=== Task item ===
Only a number is expected: how many lines in these records mention the word "path"?

____

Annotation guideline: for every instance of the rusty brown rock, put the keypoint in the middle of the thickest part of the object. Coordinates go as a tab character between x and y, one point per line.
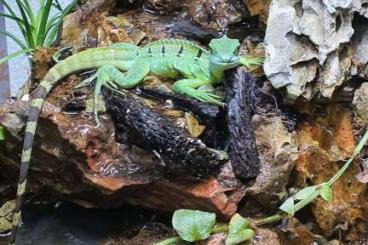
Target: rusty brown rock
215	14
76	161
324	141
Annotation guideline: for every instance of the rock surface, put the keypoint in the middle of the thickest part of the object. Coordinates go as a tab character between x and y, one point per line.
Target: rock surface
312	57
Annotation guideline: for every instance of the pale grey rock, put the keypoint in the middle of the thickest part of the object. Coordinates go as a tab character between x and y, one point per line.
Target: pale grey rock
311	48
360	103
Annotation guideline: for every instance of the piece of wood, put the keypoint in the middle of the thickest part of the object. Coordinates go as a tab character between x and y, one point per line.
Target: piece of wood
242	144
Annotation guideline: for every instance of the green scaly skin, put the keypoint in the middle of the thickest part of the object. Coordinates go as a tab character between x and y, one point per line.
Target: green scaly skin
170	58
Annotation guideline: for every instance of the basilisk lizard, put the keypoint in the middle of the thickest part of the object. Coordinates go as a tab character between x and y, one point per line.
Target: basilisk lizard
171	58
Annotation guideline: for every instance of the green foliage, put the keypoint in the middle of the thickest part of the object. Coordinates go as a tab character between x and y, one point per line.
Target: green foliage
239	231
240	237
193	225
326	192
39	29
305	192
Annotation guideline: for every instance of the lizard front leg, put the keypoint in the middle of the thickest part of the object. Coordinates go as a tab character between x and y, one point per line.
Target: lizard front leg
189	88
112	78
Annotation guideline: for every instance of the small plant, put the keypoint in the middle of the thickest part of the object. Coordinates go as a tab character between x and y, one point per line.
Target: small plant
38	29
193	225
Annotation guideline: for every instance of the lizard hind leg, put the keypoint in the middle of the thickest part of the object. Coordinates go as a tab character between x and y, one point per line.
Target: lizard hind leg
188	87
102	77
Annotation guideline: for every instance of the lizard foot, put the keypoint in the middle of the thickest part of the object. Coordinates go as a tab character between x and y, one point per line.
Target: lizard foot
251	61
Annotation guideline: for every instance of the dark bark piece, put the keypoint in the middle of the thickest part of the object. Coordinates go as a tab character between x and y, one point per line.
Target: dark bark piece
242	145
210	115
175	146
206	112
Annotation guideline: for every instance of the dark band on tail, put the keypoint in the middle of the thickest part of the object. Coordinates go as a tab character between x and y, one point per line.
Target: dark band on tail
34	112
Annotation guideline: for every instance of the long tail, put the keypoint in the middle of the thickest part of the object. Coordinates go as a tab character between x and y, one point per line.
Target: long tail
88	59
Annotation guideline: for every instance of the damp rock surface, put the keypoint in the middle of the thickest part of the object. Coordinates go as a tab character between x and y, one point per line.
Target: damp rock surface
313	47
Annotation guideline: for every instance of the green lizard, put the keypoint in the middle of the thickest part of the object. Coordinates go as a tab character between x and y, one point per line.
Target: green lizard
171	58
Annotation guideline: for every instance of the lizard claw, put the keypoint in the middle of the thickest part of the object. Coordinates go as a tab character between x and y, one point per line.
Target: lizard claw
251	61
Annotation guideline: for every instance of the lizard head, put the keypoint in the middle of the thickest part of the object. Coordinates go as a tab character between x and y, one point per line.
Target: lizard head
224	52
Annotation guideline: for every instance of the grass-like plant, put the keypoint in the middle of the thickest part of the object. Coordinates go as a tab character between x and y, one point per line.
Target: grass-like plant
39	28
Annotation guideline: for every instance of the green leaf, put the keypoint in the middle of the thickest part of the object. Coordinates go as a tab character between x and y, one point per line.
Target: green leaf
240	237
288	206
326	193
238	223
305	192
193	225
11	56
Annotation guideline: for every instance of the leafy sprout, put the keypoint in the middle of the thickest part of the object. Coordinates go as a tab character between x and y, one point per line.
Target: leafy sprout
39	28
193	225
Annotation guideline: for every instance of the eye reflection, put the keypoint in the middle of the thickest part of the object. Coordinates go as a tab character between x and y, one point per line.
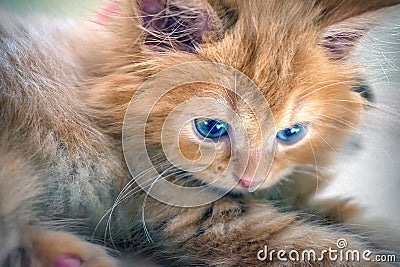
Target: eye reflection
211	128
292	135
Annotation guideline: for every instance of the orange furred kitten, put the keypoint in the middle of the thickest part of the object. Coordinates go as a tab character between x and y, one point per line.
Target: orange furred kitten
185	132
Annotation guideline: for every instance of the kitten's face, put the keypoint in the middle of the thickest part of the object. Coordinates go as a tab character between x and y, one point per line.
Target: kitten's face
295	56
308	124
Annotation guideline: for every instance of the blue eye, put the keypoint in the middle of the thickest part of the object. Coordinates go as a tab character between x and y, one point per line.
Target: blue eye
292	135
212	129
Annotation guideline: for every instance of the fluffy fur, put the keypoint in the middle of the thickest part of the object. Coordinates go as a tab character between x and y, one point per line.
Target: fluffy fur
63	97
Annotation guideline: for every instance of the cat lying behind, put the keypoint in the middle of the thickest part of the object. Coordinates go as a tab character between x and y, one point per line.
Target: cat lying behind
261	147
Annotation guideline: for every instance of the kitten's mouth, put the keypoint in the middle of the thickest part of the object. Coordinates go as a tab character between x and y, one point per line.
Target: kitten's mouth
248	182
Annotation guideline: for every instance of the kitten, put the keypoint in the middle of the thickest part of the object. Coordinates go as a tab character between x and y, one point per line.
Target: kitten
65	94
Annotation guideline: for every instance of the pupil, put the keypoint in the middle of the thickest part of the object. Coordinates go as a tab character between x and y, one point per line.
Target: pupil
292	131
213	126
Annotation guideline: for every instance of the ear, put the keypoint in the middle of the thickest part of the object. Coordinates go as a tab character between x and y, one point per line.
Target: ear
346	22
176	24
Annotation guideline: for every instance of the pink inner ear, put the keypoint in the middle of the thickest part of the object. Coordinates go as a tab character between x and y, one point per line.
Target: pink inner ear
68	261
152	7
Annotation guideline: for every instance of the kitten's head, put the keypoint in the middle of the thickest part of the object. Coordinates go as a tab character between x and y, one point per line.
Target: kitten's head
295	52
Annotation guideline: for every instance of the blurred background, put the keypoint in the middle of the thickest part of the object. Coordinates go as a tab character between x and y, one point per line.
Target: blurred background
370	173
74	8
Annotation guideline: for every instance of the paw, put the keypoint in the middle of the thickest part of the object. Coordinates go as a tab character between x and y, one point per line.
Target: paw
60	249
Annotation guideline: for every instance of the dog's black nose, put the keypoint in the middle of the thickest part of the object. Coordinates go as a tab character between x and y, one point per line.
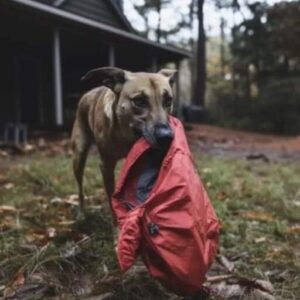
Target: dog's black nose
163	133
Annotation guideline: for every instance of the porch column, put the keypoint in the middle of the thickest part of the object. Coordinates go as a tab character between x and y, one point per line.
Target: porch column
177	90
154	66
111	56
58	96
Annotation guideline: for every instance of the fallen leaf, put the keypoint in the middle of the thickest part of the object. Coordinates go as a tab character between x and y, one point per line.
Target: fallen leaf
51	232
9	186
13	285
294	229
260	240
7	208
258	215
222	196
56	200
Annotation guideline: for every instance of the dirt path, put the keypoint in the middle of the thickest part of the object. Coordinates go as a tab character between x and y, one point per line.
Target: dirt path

____

=== Result of the exercise ===
2